● Instructions to follow:
Can you continue the comment thread about modest dress and men's gaze from where it stops?

● Text shown:
Though men might be naturally inclined to stare at women like a piece of meat, they can be taught, or believe, indeed, that it is rude and disrespectful to do so. Teaching them this is a question of culture.

Just check out Danish men. They are totally egalitarian.

Plus, I don't really understand why Islam insists this is the woman's problem.

At the end of the day there are strict laws against sexual harrassment, rape, etc which will punish a man who acts on these instincts.

I don't believe men have so little control over their penises that they would risk prison for satisfying their desires in any greater numbers than they would commit murder.

I believe that those who advocate modest dress as protection against male molestation are actually making life worse for women who dress more liberally and not expressing sisterly solidarity. What all women should act together to demand is that MEN BEHAVE THEMSELVES:

Later :)

Amy said...

To "Consider This"

I really disagree with you, on a number of points. To start with, I have seen men from various cultures looking at women that way... but most frequently I see it from the group that makes up the majority of the population--white men, American born and bred. The second group I see it from the most is African Americans men--also American born and bred. And then third I see Hispanic Americans. The reason for the difference is by the percentage of the population. The problem is that in American society where I live, which claims to be progressive and open and enlightened and what have you, and that's where I am seeing men leering this way.

I don't see the same behavior from practicing Muslim men, however. Which brings me to my second point, that Islam does not make this out to be the woman's problem. In fact, before the Qur'an tells women to cover, it tells men to lower their gaze. And truth be told, from the practicing Muslim men, I do see that they are more modest when dealing with women--they don't leer and try not to stare.

On the other hand, the American woman who tries to make herself the property of no man, she in fact opens herself up to every man. My body belongs to me, and I'll show it to whom I please! And I don't please to show it to any old Joe on the street, so I won't.

I think that shows a higher level of respect for my own body than by some of my counterparts who aren't subtle about showing off every last curve and bump on their silhouette.

So Islam, while suggesting that women cover, FIRST DEMANDS that men lower their gaze.

Anonymous said...

● Data:

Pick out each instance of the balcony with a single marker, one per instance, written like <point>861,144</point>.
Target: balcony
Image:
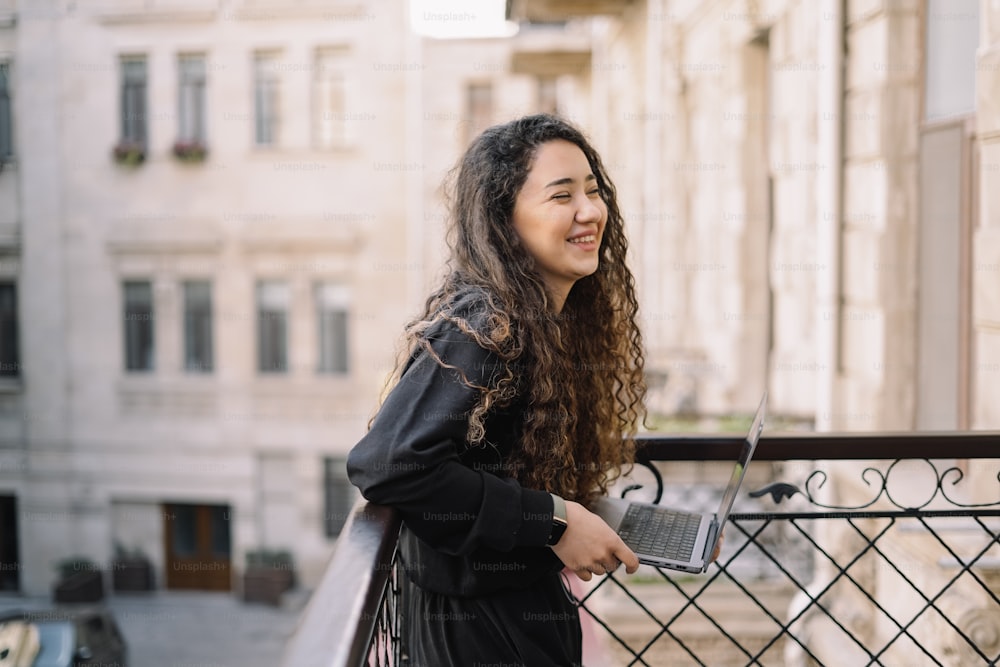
<point>852,549</point>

● Result:
Do you blame women for being raped? It is a very open and progressive, and just because you are uncomfortable means that anyone is doing anything wrong. American society is so open, that we allow everyone to express themselves in every way imaginable, including clothing. As far as being there is absolutely nothing wrong with being sexually attracted to a person, it has to do with actions. You are the determinant between good and bad and you know what your conscience tells you to do. In complete honesty, I'm not Muslim and really try to not judge because I would like to same respect, but I don't understand the whole complete covering of your body...it seems like it would be restricting...I dunno...

I've been reading your blog trying to gain perspective on a woman, about my age, who is new to Islam. Is it a hard transition? Do you miss things about the way you used to live? I'm so fascinated by what appears, to me, to be a beautiful, but confusing religion...

Anonymous said...

What you may not know or understand is that some women don't really care if some guy is looking her up and down, that's his problem, not hers. Hijab does not stop the stares, the looks, the comments. It is said that 80% of women in Egypt are sexually harassed and that includes woman wearing Hijabs.

You can wear Hijab and cover your boobs with a scarf, it’s not fooling anyone. Men or women all know what’s under the scarf, or abaya. Men can give sexual comments or give looks to a female who are half naked or covered up to the point of nothing showing at all.

Every single person has a different idea of what is sexual. And every person has a different idea of what modesty is. Wearing a short sleeve shirt and shorts if you are a female does not mean a female is not modest, not every woman wants to walk about with only her hands and face showing.

Those of us that grew up in the west we are comfortable being able to wear what we want when we want. The onus is not on the female to cover up; the onus is on the men or females who are rude with looks or comments to act appropriately.

Blaming the victim is not the answer.

Amy said...

Blaming the victim for what? Is looking a crime? I didn't think it was.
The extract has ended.